## Task goal:
Set down the whole listing verbatim.

#####

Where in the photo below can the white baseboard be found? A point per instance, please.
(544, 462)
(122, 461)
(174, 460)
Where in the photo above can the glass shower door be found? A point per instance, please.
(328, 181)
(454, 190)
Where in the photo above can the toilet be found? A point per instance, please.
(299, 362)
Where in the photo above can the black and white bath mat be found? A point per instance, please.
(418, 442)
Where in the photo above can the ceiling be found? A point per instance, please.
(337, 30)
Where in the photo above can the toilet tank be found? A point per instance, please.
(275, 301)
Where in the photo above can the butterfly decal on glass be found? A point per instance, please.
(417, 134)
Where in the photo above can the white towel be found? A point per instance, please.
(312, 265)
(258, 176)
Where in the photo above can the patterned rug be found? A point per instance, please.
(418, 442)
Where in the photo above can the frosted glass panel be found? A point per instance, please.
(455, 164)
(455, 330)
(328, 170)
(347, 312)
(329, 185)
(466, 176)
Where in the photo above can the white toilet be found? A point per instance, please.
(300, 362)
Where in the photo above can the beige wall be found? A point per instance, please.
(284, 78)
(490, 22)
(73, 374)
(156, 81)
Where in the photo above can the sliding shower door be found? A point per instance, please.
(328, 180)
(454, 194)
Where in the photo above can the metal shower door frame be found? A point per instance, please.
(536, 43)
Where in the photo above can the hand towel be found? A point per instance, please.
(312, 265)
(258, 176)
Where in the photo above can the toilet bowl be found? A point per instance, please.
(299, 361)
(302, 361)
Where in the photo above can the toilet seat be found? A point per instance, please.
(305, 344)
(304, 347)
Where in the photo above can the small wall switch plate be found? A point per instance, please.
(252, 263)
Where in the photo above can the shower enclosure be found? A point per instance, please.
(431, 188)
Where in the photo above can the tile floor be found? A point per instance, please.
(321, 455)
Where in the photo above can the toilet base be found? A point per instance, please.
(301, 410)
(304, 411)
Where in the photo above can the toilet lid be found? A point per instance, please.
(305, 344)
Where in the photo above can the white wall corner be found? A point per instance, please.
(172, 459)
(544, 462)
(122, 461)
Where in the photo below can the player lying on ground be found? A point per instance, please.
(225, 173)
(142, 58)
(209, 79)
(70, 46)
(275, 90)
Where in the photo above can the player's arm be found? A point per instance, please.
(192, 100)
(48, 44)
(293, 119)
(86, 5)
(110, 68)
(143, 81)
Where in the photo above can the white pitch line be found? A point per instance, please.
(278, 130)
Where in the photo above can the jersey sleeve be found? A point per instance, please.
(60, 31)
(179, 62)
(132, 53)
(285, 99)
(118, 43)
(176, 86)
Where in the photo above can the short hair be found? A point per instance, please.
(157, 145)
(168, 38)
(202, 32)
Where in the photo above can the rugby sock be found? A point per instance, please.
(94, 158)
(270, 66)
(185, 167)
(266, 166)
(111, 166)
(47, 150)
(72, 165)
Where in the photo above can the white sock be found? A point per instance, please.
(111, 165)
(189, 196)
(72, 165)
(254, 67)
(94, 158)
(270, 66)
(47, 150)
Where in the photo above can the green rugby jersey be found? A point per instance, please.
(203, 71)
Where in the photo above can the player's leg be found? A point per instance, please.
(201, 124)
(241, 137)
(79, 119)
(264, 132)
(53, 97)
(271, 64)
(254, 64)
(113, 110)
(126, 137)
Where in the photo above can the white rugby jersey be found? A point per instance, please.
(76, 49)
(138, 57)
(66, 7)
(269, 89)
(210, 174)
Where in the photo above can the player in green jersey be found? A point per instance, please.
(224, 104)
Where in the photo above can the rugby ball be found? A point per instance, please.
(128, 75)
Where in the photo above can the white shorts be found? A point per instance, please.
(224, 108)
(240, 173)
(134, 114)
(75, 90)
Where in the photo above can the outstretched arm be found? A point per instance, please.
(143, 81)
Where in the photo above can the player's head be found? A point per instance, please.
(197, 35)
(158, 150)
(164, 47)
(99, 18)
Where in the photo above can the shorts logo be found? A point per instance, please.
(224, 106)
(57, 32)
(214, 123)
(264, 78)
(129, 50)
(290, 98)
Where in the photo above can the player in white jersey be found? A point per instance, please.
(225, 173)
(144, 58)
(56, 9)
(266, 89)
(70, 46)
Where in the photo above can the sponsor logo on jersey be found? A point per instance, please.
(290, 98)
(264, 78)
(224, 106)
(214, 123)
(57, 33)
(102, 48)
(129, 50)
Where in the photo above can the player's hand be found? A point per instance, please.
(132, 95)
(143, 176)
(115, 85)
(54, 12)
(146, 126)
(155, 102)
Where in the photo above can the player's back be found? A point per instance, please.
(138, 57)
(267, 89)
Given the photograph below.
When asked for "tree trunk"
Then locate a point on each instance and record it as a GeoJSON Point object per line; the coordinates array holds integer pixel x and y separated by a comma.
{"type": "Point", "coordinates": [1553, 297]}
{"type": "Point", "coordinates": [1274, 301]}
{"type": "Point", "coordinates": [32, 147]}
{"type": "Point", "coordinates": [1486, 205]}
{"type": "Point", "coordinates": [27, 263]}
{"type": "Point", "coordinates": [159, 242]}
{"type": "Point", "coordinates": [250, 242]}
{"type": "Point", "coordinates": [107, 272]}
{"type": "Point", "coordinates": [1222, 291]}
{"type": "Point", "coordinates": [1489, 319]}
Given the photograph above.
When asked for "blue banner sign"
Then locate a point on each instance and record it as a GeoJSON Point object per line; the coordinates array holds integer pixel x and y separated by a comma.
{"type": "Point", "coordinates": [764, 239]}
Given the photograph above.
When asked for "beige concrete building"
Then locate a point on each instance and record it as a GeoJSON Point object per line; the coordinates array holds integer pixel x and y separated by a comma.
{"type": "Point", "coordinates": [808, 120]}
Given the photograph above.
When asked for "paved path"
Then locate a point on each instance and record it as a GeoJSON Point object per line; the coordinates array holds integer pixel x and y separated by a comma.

#####

## Exercise response:
Where in the photo below can the white baseboard be found? A point per instance, please.
(544, 462)
(122, 461)
(174, 460)
Where in the photo above can the glass shower door be found? A point per instance, please.
(328, 181)
(454, 190)
Where in the photo above can the toilet be found? A point per instance, please.
(299, 362)
Where in the photo above can the black and white bath mat be found? A point per instance, please.
(418, 442)
Where in the photo above can the ceiling be found? A point per instance, please.
(337, 30)
Where in the photo above can the toilet tank be found? A point per instance, please.
(275, 301)
Where in the photo above can the butterfly decal on glass be found? A point per instance, please.
(417, 134)
Where in the photo above can the white towel be found? A point per instance, please.
(312, 265)
(258, 176)
Where in the photo above can the patterned rug be found? A point per instance, please.
(418, 442)
Where in the photo above can the frosted glass panel be found? A point per instance, please.
(455, 164)
(455, 330)
(328, 170)
(347, 312)
(329, 185)
(466, 176)
Where in the photo above can the white toilet be found? A point per instance, please.
(300, 362)
Where in the photo above can the beige wall be found? A point per instance, please.
(284, 78)
(490, 22)
(73, 374)
(156, 81)
Where in the photo above can the sliding shower door be found? A point per instance, please.
(328, 180)
(454, 194)
Where in the photo above can the metal shower door frame be found? A point per instance, please.
(536, 43)
Where in the photo above can the hand towel be found? A point per instance, please.
(312, 265)
(258, 176)
Where in the photo above can the toilet bowl be found? A point per instance, please.
(299, 361)
(302, 361)
Where in the photo above can the toilet seat be found? A point per instance, please.
(305, 344)
(304, 347)
Where in the photo above can the small wall switch plate be found? A point per instance, please.
(252, 263)
Where in the photo above can the shower enclosure be found? A point per instance, please.
(431, 188)
Where in the photo above can the tile floor be found? A point per instance, please.
(321, 455)
Where in the photo above can the toilet base be found? A point per instance, please.
(301, 410)
(304, 411)
Where in the photo above can the toilet lid be found? A point per instance, please.
(305, 344)
Where in the photo above can the white wall corner be found? A point per instance, please.
(172, 459)
(544, 462)
(122, 461)
Where in the photo below can the player lying on ground be found? A point per instance, please.
(225, 173)
(142, 58)
(209, 79)
(70, 46)
(275, 90)
Where in the photo above can the player's arm be found? A point per instance, please.
(192, 100)
(48, 44)
(293, 119)
(86, 5)
(110, 68)
(143, 81)
Where in the photo above can the white pitch line be found? A point per instance, please.
(278, 130)
Where in the photo above can the jersey sleeve be found? A point per instance, please.
(60, 31)
(179, 62)
(132, 53)
(285, 99)
(118, 43)
(176, 86)
Where in the photo above can the short hair be found? A point per instance, please.
(157, 145)
(168, 38)
(202, 32)
Where in the photo above can the rugby sock be found? A point per instance, please.
(94, 158)
(270, 66)
(185, 167)
(266, 166)
(111, 166)
(47, 150)
(72, 165)
Where in the photo above can the white sock be found? A point per instance, please.
(111, 165)
(189, 196)
(72, 165)
(254, 67)
(94, 158)
(270, 66)
(47, 150)
Where in the photo above can the green rugby jersey be found? A point per instance, please.
(203, 71)
Where in the photo above can the player's leg be found? A point per instance, please.
(201, 124)
(241, 137)
(79, 119)
(264, 132)
(53, 97)
(271, 64)
(254, 64)
(113, 110)
(126, 137)
Where in the photo above can the white rugby jersey be found? A point per instance, please.
(76, 49)
(138, 57)
(66, 7)
(269, 89)
(210, 174)
Where in the photo above can the player in green jersey be found? A point per instance, please.
(224, 104)
Where in the photo above can the rugby ball be found? A point per instance, please.
(128, 75)
Where in the photo above can the white shorts be found? A point per instance, please.
(224, 108)
(240, 173)
(134, 114)
(75, 90)
Where in the photo above can the outstretched arm be found? A point per instance, please.
(143, 81)
Where in the photo above can the player's head be found? A point per instance, please.
(197, 35)
(158, 150)
(164, 47)
(99, 18)
Where in the photo above can the shorts logo be found? A point per instance, please.
(224, 106)
(57, 32)
(214, 123)
(264, 78)
(129, 50)
(290, 98)
Where in the photo above can the player in white jersey be found? A point per instance, please.
(225, 173)
(144, 58)
(56, 9)
(266, 89)
(70, 46)
Where in the photo above can the sponsor logo on jersey be found? A point per instance, please.
(290, 98)
(264, 78)
(224, 106)
(214, 123)
(57, 33)
(102, 48)
(129, 50)
Where in the photo above can the player's hand be found? A point per instance, please.
(132, 95)
(143, 176)
(115, 85)
(54, 12)
(146, 126)
(155, 102)
Where in the photo above can the player's back be found? A point per instance, please.
(138, 57)
(267, 89)
Given the photograph below.
When asked for "tree trunk"
Then locate a point on each instance and record it as a GeoJSON Point object per line; the coordinates array holds integer pixel x and y separated by a comma.
{"type": "Point", "coordinates": [1553, 297]}
{"type": "Point", "coordinates": [1274, 301]}
{"type": "Point", "coordinates": [32, 147]}
{"type": "Point", "coordinates": [1486, 205]}
{"type": "Point", "coordinates": [27, 263]}
{"type": "Point", "coordinates": [159, 242]}
{"type": "Point", "coordinates": [250, 242]}
{"type": "Point", "coordinates": [107, 272]}
{"type": "Point", "coordinates": [1222, 291]}
{"type": "Point", "coordinates": [1489, 319]}
Given the photograph above.
When asked for "blue banner sign"
Then locate a point on each instance and record it as a GeoJSON Point object per line; the coordinates array holds integer pixel x and y separated by a comma.
{"type": "Point", "coordinates": [764, 239]}
Given the photograph above.
When asked for "beige concrete building"
Then locate a point on each instance and record it as a GeoJSON Point object per line; the coordinates array holds integer pixel x and y separated by a comma.
{"type": "Point", "coordinates": [808, 120]}
Given the photograph above.
When asked for "paved path"
Then locate a point on each instance and record it as a GeoJSON Point object per line; the coordinates array holds integer pixel x and y separated by a comma.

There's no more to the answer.